▶ [Data to use]
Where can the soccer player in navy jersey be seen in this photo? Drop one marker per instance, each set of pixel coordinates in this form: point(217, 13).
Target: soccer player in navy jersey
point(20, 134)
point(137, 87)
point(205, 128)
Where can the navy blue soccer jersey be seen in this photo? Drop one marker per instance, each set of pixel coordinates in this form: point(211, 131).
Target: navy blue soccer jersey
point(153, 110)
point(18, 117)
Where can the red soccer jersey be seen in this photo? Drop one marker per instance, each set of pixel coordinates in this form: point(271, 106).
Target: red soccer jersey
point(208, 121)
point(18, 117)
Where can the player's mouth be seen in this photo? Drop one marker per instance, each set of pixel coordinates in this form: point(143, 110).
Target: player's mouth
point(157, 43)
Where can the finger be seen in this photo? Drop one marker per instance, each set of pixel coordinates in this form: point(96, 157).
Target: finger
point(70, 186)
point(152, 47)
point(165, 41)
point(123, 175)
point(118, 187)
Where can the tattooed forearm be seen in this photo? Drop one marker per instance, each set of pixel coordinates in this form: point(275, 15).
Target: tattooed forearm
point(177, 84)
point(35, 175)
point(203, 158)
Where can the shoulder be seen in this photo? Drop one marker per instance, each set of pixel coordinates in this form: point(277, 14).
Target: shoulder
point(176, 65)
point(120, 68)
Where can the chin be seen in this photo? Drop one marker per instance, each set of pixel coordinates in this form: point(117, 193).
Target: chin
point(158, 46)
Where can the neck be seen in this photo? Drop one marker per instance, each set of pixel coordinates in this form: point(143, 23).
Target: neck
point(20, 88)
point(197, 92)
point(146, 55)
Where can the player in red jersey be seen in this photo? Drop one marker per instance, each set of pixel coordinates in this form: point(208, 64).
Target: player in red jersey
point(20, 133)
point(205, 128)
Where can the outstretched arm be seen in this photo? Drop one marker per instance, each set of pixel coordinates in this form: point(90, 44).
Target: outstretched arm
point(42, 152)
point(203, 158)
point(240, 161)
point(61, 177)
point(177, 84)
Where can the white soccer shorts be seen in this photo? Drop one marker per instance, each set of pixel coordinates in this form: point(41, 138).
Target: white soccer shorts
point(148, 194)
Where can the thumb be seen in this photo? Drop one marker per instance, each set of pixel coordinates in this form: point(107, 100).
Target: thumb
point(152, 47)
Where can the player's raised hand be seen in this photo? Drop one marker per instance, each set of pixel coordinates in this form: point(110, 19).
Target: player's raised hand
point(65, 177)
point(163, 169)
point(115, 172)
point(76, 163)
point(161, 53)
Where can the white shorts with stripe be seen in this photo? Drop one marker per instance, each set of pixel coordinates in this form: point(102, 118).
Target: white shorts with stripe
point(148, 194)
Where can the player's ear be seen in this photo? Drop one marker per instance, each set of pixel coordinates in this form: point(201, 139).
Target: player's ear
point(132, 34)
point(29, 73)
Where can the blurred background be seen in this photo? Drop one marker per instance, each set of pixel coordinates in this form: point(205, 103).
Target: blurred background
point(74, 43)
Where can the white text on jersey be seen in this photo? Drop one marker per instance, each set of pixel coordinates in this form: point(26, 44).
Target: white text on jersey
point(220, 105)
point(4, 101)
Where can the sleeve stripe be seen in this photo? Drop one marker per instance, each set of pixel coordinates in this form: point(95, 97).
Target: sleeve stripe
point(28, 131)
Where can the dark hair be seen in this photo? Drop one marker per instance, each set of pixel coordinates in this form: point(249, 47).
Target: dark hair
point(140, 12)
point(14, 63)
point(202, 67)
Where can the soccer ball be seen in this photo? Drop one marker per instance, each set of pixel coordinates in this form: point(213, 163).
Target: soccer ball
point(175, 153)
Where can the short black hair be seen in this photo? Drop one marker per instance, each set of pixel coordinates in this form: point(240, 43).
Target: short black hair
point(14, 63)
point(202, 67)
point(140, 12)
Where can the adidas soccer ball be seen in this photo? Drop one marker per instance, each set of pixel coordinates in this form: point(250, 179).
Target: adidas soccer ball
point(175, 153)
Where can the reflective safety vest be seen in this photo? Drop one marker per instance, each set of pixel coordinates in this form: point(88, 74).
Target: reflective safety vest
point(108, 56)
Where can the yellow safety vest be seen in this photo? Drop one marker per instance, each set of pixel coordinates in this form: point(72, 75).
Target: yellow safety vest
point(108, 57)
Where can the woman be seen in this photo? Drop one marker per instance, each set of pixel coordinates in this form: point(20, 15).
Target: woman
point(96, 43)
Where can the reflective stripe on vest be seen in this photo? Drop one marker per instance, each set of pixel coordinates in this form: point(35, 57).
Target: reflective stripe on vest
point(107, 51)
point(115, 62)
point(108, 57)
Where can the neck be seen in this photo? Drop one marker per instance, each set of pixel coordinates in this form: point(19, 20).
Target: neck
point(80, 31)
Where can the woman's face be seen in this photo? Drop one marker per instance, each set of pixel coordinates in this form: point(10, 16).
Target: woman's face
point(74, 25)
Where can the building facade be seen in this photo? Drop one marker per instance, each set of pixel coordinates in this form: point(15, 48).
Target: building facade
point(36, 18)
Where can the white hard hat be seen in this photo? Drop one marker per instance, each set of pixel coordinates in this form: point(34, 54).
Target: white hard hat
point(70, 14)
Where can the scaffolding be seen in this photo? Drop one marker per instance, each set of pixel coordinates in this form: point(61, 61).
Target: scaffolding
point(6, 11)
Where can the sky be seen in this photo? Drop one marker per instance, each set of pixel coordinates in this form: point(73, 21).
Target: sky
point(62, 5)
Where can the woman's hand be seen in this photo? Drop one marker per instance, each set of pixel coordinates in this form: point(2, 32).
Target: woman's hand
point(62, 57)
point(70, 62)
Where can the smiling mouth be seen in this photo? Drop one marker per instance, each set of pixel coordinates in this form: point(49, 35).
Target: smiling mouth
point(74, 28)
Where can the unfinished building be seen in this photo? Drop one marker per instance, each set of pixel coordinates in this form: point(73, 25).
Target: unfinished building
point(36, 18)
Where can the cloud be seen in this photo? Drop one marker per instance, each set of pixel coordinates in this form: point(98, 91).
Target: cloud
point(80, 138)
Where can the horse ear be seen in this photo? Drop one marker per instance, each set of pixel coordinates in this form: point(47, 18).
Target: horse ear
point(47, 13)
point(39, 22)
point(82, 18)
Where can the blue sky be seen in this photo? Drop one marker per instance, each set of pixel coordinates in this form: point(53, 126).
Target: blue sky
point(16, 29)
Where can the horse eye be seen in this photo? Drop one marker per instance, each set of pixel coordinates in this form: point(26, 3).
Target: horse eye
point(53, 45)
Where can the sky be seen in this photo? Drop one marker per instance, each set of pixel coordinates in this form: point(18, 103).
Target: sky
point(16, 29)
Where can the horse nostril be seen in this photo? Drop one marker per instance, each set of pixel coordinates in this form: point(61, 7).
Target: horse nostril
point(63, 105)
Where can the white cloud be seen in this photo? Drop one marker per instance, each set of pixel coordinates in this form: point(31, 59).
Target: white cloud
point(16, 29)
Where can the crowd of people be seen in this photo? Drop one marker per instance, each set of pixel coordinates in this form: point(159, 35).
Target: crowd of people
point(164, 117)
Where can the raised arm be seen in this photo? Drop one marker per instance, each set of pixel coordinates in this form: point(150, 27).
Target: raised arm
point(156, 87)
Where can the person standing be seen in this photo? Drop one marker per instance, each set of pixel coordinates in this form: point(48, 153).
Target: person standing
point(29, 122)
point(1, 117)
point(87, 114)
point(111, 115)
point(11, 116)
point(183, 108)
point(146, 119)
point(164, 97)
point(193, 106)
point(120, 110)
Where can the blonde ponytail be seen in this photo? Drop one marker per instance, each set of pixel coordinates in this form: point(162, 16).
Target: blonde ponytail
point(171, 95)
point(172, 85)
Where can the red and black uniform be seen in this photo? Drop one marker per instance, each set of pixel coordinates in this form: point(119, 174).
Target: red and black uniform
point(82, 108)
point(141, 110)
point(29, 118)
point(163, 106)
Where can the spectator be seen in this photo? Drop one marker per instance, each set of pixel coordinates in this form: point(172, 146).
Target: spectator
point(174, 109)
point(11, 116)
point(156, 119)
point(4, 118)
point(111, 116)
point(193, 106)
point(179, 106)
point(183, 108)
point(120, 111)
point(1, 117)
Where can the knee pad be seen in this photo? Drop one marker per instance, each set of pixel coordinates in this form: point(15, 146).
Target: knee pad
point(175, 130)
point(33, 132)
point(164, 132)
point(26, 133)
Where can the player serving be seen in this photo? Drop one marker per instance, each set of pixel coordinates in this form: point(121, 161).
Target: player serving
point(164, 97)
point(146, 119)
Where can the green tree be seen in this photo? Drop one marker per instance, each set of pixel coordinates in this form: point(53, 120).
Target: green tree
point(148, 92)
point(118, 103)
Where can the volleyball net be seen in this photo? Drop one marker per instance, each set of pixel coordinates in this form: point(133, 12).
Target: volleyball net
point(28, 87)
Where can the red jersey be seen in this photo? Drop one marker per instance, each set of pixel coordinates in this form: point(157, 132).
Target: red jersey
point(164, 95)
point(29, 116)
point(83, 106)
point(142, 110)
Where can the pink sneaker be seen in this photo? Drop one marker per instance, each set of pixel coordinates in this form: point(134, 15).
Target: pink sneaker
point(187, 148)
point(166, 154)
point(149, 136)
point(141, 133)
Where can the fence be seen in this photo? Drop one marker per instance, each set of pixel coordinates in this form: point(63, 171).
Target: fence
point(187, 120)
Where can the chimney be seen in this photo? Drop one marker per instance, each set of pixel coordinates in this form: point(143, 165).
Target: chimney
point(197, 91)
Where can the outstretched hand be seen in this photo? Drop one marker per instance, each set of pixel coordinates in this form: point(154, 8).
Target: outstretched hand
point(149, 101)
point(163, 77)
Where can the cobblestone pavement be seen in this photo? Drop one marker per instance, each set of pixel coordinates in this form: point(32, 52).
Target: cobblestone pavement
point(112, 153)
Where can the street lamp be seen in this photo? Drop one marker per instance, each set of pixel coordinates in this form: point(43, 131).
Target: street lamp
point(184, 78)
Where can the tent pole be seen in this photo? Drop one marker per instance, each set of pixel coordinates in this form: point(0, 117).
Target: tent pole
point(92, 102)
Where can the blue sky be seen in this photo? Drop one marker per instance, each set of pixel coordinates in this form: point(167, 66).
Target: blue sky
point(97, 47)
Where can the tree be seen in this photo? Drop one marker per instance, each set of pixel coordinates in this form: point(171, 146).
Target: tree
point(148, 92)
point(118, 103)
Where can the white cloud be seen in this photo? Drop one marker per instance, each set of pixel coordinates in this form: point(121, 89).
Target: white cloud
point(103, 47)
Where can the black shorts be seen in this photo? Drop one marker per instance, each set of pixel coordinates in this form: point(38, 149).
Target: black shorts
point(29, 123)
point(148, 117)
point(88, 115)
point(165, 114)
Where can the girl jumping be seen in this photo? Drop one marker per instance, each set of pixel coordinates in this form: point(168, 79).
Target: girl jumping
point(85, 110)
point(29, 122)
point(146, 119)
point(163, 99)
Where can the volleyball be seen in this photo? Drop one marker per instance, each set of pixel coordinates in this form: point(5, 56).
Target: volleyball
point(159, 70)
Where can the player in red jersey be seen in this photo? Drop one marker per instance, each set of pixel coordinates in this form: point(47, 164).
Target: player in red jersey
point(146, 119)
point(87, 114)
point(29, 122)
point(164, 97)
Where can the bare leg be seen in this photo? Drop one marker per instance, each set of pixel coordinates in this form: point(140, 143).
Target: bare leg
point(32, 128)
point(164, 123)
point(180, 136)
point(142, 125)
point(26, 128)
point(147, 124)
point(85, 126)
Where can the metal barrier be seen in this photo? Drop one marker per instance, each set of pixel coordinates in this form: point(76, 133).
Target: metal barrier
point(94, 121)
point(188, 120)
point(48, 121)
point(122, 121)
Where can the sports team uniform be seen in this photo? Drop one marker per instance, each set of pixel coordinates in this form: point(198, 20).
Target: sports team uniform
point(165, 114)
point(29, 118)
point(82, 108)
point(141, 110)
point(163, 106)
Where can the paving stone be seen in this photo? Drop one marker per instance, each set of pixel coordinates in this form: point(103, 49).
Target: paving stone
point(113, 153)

* * *

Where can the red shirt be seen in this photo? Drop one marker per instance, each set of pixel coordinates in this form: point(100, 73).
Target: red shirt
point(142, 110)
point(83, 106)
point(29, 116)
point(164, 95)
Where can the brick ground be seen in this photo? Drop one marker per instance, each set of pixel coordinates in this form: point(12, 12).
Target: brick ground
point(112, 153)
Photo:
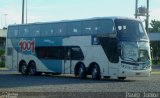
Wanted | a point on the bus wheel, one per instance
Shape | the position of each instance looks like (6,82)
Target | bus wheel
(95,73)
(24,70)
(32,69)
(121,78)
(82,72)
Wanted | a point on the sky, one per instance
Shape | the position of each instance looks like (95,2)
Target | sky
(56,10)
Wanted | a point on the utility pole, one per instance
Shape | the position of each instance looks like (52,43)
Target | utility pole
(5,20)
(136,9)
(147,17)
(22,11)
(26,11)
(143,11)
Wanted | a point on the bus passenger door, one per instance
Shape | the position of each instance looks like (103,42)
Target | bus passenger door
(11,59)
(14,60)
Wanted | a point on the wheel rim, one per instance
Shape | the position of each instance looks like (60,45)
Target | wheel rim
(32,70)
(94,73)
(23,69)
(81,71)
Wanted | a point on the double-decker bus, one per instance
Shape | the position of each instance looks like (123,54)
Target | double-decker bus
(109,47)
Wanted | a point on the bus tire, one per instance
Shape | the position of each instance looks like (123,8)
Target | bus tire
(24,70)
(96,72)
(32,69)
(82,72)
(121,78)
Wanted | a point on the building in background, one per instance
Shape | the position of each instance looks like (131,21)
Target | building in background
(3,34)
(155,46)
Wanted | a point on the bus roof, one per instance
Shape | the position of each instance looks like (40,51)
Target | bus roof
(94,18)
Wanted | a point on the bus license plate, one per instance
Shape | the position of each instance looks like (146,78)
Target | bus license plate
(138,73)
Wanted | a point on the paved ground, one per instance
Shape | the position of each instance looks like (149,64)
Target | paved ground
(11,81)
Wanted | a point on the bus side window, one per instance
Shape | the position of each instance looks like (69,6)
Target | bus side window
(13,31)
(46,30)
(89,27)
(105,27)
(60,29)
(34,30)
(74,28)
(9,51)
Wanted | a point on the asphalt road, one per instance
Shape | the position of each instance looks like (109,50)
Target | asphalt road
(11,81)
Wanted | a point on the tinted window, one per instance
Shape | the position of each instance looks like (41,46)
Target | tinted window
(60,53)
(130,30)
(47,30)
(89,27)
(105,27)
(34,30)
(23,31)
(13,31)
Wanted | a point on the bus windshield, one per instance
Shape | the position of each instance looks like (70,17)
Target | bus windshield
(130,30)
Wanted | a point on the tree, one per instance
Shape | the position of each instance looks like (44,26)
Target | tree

...

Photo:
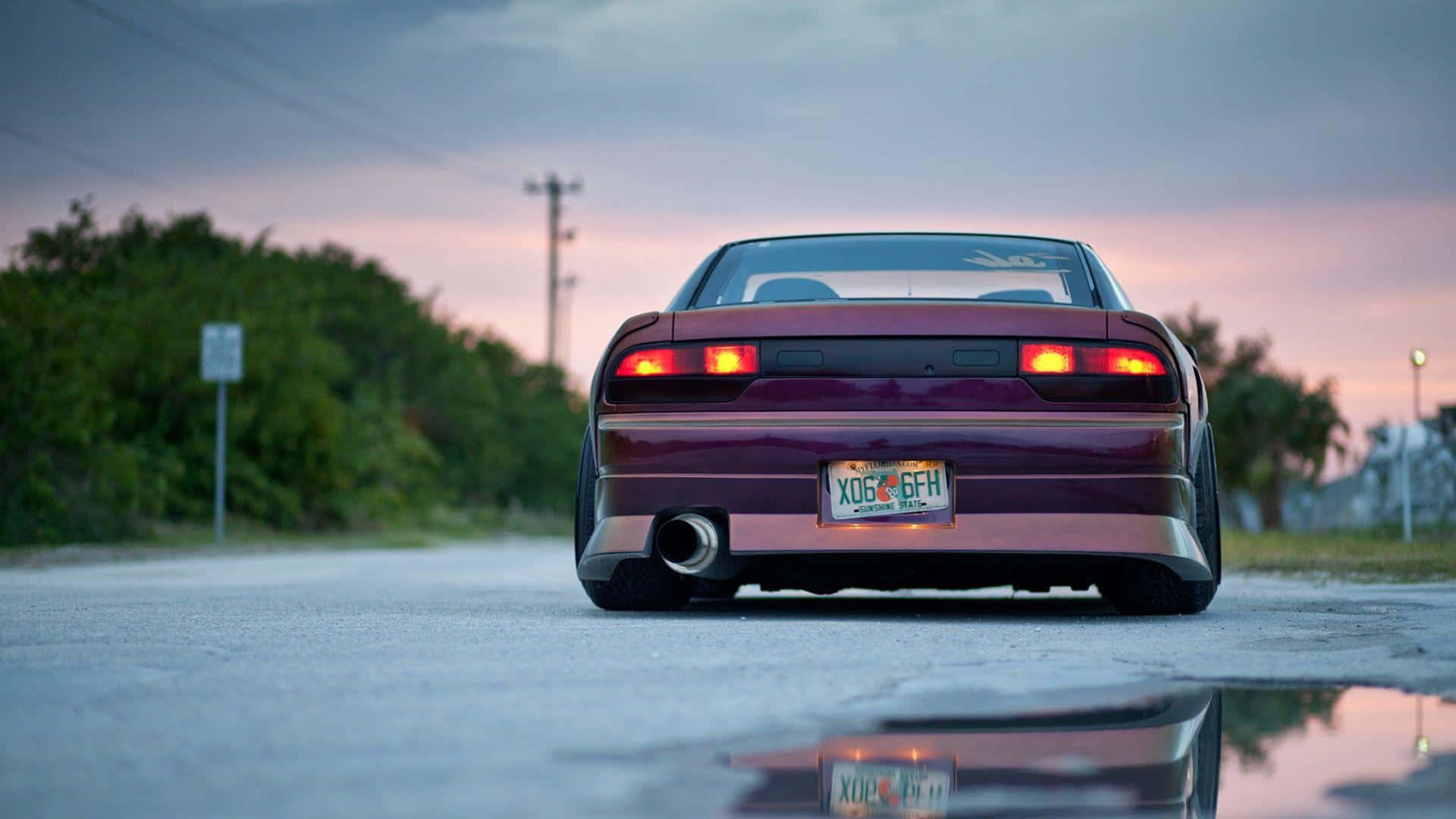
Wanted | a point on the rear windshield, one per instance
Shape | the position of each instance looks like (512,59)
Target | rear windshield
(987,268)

▶ [What is being asked] Rewrite only the listing lines starting at the one containing "Where can the tent" and ending at the one containing "point(103, 47)", changing "white cloud" to "gray cloud" and leaving everything else the same.

▶ [Exercise output]
Where can the tent pole be seen in this photo? Drop one marker per instance, each set of pixel coordinates in this form: point(0, 117).
Target: tent pole
point(92, 102)
Where can the blue sky be seen in this photo? Drop one marker per instance, each set of pixel coordinates in this form: point(167, 66).
Target: blue sky
point(97, 47)
Where can the tree be seen in this photo? Drop one marker per instance, each set of pixel coordinates in this form: point(171, 146).
Target: tree
point(148, 92)
point(118, 103)
Where can the gray cloud be seen in this photo? Drop one marker per instance, each set of pixel coordinates in this form: point(121, 89).
Target: gray cloud
point(103, 47)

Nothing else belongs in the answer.